▶ _MATERIAL FOR THIS EXERCISE_

##############################

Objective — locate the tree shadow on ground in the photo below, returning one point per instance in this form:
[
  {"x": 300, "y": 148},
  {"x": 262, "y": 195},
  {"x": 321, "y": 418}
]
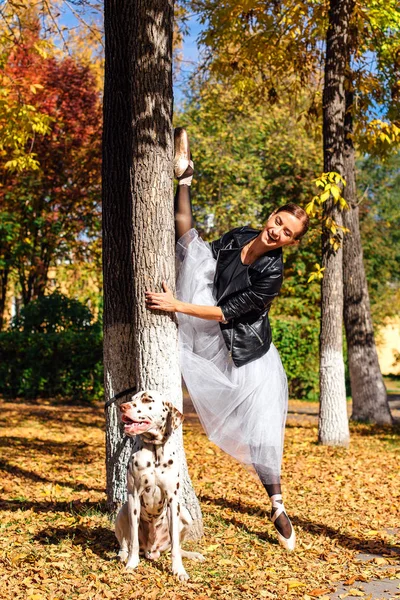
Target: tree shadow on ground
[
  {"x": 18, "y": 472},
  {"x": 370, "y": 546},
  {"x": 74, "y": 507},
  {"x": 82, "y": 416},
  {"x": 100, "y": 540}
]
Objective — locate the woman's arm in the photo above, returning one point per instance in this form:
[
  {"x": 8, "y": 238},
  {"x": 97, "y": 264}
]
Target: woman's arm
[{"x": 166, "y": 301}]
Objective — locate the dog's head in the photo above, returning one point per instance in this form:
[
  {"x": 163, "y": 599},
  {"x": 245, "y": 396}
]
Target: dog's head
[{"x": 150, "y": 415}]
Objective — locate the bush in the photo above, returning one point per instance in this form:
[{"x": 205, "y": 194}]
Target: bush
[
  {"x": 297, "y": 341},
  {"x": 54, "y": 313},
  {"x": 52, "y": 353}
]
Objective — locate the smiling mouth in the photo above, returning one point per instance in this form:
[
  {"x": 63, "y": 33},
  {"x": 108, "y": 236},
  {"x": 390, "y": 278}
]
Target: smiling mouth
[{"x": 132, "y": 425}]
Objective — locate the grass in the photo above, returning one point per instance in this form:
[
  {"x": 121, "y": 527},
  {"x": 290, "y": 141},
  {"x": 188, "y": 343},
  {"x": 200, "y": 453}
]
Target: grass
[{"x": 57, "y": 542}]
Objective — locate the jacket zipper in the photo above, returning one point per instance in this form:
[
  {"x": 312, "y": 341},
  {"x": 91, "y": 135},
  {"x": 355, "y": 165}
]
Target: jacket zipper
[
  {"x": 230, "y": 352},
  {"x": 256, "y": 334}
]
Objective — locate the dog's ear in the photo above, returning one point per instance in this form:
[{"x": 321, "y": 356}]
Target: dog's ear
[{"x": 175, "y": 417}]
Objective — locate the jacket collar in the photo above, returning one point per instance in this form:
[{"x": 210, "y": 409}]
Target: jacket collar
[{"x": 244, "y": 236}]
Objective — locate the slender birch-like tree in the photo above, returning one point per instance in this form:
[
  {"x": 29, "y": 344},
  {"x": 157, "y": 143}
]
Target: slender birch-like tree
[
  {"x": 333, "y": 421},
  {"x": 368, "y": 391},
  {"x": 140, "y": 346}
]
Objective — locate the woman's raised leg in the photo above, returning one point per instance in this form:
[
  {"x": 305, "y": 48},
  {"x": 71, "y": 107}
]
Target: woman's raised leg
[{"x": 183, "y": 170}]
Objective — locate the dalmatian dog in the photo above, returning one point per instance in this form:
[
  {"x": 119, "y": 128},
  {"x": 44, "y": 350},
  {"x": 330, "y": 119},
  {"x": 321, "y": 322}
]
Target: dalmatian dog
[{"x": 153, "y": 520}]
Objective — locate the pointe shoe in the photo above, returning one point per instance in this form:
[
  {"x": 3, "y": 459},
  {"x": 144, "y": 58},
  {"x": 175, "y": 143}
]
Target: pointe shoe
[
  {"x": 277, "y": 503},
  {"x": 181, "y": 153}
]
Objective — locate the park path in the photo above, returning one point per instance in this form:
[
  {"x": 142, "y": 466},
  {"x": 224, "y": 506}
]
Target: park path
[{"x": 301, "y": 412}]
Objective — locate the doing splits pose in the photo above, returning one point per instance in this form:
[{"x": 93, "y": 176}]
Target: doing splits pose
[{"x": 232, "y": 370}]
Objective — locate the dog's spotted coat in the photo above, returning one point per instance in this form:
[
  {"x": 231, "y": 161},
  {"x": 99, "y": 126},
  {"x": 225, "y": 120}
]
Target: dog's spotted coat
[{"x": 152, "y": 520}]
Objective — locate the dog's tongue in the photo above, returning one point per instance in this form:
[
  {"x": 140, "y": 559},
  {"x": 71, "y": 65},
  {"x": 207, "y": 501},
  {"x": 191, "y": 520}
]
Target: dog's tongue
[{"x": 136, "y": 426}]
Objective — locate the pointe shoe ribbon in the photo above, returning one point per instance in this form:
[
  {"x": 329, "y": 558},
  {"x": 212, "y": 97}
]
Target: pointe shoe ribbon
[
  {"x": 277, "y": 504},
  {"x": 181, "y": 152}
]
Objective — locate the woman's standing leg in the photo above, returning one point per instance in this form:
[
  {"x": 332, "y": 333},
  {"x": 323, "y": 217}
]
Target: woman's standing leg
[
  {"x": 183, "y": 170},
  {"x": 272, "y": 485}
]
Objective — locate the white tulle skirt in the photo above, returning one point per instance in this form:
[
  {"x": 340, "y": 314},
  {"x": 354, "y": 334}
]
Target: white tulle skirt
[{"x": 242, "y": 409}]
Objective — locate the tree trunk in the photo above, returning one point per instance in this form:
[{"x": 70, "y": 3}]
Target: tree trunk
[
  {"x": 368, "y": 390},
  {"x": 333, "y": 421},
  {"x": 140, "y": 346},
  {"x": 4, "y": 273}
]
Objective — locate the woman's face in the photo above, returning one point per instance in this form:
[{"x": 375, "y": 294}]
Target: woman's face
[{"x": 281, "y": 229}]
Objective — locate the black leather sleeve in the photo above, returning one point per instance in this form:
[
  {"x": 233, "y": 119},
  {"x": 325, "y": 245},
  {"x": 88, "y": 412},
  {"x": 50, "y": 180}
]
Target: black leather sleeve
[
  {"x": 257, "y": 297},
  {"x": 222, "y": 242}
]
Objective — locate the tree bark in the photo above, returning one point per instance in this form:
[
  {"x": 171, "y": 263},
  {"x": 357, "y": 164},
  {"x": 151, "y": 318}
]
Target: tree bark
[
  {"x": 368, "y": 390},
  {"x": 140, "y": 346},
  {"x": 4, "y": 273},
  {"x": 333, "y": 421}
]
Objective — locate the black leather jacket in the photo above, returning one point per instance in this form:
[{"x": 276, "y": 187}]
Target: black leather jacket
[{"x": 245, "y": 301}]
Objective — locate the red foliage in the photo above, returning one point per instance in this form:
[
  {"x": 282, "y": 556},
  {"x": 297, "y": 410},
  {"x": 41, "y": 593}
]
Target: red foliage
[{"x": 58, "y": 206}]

##############################

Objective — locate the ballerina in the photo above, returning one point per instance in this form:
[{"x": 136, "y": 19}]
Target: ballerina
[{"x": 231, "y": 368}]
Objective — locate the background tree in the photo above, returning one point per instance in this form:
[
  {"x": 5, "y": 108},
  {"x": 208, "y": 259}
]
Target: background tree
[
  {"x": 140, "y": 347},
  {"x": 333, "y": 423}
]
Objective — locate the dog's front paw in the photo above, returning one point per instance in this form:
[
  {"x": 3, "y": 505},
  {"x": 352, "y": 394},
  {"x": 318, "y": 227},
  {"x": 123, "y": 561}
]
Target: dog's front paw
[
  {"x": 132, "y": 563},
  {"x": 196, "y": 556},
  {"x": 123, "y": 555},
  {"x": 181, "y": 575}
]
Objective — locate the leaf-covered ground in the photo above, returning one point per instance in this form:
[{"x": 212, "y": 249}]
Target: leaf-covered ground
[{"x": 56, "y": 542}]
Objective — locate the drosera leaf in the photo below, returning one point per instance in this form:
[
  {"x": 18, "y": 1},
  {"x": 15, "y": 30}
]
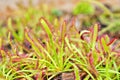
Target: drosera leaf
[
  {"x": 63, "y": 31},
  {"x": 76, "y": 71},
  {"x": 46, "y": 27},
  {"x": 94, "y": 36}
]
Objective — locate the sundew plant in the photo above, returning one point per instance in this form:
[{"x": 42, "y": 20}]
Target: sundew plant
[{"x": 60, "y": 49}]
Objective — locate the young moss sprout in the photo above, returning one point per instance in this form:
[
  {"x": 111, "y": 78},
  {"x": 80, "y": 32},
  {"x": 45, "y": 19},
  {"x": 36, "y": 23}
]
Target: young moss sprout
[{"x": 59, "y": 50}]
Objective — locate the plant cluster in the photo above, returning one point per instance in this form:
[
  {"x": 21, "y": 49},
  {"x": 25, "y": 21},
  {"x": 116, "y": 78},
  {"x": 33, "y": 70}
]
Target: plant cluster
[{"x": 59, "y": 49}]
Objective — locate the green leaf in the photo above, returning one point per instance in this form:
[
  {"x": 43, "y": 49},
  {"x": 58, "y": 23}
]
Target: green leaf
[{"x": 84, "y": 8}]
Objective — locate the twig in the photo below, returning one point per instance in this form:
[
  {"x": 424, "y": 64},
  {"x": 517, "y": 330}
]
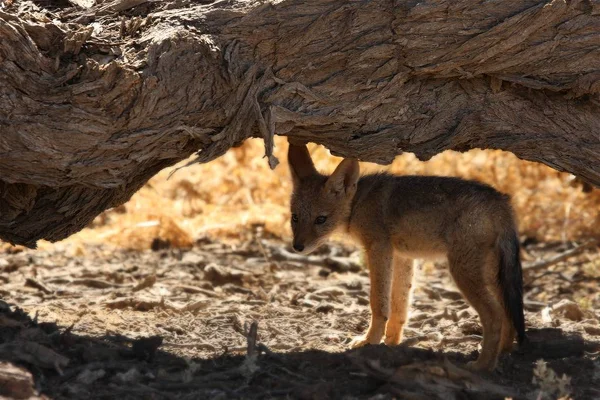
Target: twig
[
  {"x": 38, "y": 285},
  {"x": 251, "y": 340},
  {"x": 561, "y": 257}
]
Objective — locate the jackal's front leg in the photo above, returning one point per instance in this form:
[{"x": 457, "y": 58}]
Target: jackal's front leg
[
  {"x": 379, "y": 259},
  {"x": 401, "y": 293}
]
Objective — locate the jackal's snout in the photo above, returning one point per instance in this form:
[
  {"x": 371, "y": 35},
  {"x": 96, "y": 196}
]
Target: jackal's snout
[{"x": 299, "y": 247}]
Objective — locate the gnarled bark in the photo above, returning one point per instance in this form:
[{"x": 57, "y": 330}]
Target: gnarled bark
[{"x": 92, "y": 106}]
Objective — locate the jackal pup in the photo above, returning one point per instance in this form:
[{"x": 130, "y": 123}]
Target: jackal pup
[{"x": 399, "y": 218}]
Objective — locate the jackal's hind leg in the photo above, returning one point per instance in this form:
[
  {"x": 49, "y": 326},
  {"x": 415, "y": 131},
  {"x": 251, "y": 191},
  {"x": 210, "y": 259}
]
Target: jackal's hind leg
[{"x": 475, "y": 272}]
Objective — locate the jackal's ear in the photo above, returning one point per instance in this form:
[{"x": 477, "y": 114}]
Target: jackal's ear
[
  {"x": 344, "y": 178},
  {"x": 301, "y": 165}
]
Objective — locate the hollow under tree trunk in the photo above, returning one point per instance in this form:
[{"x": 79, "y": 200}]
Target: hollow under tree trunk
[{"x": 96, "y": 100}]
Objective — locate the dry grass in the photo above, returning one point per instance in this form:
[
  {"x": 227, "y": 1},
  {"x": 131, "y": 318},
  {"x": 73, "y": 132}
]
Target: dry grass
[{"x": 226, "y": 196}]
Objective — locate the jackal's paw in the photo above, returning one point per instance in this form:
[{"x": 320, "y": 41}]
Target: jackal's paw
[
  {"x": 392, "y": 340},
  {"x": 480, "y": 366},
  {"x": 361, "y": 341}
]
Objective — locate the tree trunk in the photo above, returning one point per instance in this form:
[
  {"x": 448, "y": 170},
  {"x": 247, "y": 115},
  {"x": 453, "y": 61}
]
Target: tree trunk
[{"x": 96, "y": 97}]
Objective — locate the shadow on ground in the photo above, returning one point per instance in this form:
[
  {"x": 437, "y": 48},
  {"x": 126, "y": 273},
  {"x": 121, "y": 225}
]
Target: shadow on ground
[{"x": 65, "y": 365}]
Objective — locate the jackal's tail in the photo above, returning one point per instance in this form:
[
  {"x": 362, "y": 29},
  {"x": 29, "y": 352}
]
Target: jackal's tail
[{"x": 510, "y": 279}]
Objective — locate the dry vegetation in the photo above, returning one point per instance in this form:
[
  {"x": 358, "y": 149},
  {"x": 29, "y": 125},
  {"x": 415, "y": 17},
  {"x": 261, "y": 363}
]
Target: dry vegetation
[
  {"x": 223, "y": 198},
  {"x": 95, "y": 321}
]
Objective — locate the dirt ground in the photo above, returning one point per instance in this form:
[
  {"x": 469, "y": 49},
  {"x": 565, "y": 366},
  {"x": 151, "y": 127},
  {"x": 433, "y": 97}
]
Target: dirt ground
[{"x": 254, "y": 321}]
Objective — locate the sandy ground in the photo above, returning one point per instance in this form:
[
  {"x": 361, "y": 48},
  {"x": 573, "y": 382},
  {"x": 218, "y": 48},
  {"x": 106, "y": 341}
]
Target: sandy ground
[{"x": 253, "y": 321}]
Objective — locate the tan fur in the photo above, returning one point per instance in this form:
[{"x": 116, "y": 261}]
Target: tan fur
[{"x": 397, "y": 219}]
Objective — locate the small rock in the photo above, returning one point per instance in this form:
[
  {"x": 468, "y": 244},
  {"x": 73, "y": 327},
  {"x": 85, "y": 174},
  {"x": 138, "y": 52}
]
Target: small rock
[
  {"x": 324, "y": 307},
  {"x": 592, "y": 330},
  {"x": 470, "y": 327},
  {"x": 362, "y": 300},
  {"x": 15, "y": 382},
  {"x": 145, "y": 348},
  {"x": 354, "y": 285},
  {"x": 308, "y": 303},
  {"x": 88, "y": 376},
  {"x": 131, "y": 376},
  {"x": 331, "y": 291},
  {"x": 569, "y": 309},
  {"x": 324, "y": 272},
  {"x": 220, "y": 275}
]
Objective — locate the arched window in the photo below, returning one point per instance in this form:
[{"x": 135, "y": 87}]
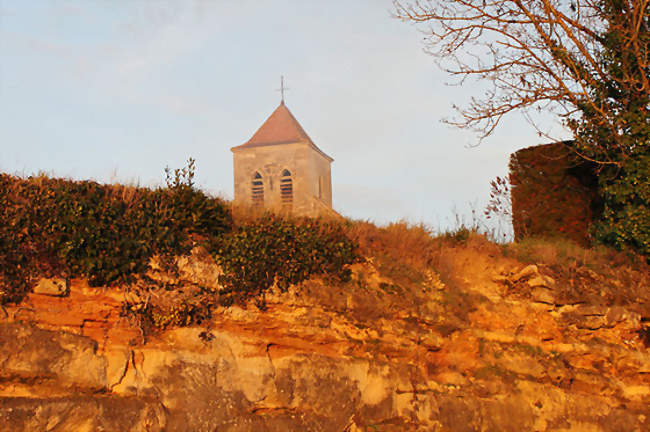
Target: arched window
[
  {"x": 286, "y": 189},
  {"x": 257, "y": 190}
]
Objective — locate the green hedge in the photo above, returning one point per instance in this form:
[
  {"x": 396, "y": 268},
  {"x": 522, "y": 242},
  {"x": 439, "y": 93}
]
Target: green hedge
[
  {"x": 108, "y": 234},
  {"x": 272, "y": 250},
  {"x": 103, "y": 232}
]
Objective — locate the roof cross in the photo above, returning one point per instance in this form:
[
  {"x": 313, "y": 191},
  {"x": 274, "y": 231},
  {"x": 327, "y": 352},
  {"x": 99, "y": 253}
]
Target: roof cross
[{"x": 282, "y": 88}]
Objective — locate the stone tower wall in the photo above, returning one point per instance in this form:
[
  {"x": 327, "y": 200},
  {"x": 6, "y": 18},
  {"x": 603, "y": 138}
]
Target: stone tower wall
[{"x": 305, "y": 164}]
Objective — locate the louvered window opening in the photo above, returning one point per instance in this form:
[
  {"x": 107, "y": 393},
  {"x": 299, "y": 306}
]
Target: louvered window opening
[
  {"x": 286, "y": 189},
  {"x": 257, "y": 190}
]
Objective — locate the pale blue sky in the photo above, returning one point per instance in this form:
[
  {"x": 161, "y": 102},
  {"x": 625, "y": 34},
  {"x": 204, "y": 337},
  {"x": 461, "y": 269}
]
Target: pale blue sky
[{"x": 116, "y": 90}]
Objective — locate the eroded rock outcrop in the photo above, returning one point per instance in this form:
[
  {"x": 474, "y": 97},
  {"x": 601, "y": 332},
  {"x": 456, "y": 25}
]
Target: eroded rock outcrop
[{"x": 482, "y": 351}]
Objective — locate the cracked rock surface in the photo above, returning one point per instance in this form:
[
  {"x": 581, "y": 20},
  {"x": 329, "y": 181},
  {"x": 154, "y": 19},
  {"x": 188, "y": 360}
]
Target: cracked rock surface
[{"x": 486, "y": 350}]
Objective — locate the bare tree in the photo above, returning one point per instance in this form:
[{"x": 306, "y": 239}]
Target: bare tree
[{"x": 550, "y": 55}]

##############################

▶ _EXERCISE DESCRIPTION_
Write down every line of the data above that includes the string "below".

▶ _OUTPUT_
Objective — locate the tree shadow on ground in the photo below, returning one point per instance in this form:
Objective — locate the drosera leaf in the photo below, returning one point per instance in this form:
Objective — locate the twig in the photo below, returning one point per instance in this form:
Objective — locate the arched window in the photo below, returning one point per instance in this form:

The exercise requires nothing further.